## EXERCISE INSTRUCTIONS
1 – In the tutor list message about loading an entire file into memory, why did memory use fall from about 4-5 times the input file size to about 1.5 times?
2 – In the tutor list message about loading an entire file into memory, what file sizes were used to compare the two ways of reading?

## PASSAGE PROVIDED
[Tutor] Load Entire File into memory

ALAN GAULD alan.gauld at btinternet.com
Tue Nov 5 02:10:39 CET 2013


Forwarding to tutor list. Please use Reply All in responses.


From: Amal Thomas <amalthomas111 at gmail.com>
>To: Alan Gauld <alan.gauld at btinternet.com> 
>Sent: Monday, 4 November 2013, 17:26
>Subject: Re: [Tutor] Load Entire File into memory
> 
>
>
>@Alan: Thanks.. I have checked the both ways( reading line by line by not loading into ram , 
> other loading entire file to ram and then reading line by line)  for files with 2-3GB. 

OK, But 2-3G will nearly always live entirely in RAM on a modern computer.

> Only change which i have done is in the reading part , rest of the code was kept same. 
> There was significant time difference. Please note that I started this thread stating that 
> when I am using io.StringIO(f.read()) in code it uses a memory of almost 4-5 times the 
> input file size. Now using read() or readlines() it has reduced to 1.5 times... 

Yes a raw string is always going to be more efficient in memory use than StringIO.

## DATASET ENTRIES

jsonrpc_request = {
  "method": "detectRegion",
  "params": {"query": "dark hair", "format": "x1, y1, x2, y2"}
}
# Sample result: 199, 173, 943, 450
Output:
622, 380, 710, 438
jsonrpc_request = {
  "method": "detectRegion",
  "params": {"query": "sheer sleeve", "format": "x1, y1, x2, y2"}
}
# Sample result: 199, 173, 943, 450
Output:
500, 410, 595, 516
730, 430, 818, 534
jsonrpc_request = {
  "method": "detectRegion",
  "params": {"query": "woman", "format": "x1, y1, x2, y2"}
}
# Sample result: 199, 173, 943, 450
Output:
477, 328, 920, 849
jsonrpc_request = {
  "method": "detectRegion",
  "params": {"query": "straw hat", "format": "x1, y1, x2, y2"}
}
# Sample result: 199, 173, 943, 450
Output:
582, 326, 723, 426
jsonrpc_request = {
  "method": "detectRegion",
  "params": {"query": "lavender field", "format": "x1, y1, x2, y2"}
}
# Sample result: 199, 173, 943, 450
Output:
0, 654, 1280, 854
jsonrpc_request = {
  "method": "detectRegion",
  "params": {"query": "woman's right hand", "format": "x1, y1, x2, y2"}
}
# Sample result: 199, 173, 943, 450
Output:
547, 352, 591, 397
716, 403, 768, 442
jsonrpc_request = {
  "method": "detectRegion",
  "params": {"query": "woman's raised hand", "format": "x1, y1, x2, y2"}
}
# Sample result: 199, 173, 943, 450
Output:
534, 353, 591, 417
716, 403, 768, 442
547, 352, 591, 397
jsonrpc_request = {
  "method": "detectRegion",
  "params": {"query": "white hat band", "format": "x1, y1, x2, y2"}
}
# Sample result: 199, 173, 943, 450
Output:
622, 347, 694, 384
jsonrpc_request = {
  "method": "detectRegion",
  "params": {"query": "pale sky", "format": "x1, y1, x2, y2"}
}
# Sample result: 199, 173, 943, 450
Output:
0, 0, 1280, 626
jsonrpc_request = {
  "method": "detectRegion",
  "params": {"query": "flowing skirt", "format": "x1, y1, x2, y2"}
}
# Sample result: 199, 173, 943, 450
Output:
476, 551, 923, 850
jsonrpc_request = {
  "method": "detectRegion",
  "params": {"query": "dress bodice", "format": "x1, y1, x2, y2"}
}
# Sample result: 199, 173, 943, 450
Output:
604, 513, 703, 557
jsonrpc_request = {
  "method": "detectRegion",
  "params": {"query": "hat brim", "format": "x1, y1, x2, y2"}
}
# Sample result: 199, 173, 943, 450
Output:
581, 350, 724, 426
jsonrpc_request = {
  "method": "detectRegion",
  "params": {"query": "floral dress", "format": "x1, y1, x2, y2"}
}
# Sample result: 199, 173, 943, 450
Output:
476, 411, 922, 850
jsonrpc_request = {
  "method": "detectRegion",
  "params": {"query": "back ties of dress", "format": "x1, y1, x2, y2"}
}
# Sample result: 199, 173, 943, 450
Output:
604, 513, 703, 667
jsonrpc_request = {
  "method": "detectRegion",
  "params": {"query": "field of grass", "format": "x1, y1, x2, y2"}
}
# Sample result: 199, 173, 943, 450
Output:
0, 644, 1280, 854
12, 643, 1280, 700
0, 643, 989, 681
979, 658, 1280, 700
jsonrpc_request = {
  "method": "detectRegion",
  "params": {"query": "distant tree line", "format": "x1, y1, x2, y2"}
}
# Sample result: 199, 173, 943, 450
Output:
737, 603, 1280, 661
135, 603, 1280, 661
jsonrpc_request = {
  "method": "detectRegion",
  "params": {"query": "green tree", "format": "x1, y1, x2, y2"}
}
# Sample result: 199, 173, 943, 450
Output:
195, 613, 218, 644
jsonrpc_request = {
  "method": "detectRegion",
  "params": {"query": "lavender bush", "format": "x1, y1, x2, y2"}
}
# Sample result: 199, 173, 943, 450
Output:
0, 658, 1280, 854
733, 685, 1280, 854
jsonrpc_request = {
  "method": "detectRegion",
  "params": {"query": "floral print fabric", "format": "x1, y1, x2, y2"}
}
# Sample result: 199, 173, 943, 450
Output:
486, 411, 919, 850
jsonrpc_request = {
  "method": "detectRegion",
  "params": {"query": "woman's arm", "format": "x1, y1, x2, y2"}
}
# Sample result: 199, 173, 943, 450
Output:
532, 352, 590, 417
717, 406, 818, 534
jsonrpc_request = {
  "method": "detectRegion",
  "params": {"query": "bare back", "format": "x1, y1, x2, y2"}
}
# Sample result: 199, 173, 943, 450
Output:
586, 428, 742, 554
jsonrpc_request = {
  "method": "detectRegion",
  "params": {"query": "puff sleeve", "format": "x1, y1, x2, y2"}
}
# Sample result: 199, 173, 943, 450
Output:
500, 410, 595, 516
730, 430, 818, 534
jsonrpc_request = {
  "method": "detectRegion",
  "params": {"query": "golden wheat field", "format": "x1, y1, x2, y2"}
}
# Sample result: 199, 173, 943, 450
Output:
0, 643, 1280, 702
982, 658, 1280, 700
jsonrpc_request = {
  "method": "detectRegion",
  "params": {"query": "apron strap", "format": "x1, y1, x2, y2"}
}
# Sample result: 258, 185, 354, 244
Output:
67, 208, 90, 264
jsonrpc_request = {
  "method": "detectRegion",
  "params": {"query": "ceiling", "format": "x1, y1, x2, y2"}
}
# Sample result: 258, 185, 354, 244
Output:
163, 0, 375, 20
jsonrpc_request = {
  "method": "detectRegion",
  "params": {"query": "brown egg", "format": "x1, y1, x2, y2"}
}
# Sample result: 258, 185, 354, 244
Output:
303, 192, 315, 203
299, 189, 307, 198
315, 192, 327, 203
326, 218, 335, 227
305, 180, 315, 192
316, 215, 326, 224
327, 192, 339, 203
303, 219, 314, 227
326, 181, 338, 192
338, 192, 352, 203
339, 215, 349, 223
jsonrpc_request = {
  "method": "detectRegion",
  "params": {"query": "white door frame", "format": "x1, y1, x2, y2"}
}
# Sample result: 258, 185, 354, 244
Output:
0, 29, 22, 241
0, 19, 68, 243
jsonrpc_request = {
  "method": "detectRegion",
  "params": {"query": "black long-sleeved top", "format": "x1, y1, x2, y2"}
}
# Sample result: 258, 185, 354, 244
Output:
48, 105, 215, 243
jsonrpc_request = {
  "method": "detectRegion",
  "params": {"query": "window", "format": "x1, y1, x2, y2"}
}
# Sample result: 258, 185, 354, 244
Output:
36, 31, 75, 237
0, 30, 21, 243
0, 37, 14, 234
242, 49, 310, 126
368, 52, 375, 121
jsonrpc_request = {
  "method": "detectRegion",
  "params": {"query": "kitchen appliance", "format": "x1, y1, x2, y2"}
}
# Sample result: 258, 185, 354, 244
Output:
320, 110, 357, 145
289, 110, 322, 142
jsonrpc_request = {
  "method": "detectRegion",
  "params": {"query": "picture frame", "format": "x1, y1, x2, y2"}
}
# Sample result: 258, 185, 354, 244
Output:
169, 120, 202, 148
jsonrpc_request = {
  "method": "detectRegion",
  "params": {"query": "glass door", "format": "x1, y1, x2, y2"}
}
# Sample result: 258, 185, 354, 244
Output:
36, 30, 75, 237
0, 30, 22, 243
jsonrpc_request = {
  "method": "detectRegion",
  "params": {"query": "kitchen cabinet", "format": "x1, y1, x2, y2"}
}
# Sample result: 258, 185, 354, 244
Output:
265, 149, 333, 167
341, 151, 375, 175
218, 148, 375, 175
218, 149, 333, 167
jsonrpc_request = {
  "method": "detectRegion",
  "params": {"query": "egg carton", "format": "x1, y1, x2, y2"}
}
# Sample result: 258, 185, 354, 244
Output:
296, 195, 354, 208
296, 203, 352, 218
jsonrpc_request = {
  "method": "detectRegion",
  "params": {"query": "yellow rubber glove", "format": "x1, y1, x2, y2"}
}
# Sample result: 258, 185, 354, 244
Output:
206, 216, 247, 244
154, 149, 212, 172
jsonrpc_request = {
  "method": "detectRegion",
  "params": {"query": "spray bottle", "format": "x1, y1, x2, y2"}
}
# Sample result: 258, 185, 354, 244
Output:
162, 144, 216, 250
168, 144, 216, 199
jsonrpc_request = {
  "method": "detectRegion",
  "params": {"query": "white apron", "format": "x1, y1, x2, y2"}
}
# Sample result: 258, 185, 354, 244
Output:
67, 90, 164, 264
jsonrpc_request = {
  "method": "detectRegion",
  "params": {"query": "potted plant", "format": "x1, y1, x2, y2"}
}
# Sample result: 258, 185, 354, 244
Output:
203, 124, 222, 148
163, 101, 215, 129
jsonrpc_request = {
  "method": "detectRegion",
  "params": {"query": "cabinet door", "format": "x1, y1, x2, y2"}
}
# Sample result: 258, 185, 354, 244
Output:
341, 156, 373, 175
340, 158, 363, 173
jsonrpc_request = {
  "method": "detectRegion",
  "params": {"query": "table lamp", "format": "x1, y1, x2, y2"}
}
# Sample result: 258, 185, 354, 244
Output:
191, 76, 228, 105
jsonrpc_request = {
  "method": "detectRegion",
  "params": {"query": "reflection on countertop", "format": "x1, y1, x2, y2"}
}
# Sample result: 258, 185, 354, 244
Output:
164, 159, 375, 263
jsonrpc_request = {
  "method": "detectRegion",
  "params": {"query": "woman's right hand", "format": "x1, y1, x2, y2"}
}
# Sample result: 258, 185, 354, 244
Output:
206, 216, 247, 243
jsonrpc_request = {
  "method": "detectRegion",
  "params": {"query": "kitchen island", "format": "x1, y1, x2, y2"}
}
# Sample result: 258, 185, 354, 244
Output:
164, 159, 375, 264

## SOLUTIONS
1 – Memory use fell because the code stopped using io.StringIO(f.read()) and used read() or readlines() instead. The reply explains that a raw string is always more efficient in memory use than StringIO.

2 – Files of 2-3GB.